Photo-based referring expression data
★ ★ ★

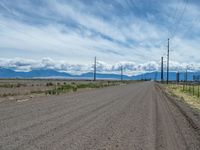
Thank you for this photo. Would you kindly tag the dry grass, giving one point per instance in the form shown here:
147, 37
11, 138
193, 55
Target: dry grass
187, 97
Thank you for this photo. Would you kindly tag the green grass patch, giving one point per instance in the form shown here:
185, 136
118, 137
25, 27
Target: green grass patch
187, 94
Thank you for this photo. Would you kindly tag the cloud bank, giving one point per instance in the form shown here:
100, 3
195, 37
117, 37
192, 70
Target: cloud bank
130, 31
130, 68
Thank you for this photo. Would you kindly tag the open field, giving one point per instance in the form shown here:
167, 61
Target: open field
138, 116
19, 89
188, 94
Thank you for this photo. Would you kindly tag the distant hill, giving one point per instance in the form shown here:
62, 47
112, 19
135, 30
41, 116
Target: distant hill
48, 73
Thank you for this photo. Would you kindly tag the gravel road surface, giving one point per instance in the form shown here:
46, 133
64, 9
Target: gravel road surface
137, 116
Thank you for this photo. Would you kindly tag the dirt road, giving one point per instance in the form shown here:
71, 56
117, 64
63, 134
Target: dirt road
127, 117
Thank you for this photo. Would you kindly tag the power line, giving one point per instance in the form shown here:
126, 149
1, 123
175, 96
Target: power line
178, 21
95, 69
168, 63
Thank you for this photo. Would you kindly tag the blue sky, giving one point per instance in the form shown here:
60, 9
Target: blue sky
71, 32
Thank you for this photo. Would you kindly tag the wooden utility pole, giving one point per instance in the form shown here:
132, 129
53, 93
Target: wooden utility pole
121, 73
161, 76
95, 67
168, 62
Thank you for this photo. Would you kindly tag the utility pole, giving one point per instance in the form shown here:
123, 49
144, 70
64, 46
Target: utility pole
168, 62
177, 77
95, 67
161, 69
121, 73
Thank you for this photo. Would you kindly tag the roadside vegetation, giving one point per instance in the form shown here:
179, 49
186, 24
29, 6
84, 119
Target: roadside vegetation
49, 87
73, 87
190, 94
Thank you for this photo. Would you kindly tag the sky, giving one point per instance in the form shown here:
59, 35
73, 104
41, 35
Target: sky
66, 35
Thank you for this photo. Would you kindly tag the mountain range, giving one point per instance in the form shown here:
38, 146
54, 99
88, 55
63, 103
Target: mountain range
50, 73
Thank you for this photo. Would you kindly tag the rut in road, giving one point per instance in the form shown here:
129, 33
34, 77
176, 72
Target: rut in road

★ ★ ★

### [EXERCISE GOAL]
An exact repeat of the lines from the one containing "Target: blue sky" through the final line of the entries is the whole answer.

### [EXERCISE SOLUTION]
Target: blue sky
71, 32
Thank you for this photo. Would you kindly tag the wooden utility pole, giving one point per instance in the form shown here:
132, 129
53, 93
Target: wooden utility pole
121, 73
161, 76
95, 67
168, 62
Thank you for this photo. Would you kindly tag the utility pole, giving one point per instance in the form shown here:
123, 49
144, 70
64, 46
Target: utility pole
168, 62
177, 77
95, 67
161, 69
121, 73
Thank you for this photo. Would you kindly tag the roadside vegetation, giving one point per instance in the form shown here:
179, 49
186, 24
29, 6
84, 119
Target: roadside vegetation
49, 87
73, 87
190, 94
Thank you for this photo. Would you kindly tag the sky, giving one point per instance in the form shown here:
59, 35
73, 104
41, 35
Target: sky
66, 35
Thank you for this photo. Would you kindly tag the mountain range, giving one point per instance in the form shown here:
38, 146
54, 99
88, 55
63, 103
Target: mountain range
50, 73
Thank you for this photo. Would you kindly tag the rut in road, giving one point per instance in the form shown here:
129, 33
34, 77
176, 72
Target: rut in road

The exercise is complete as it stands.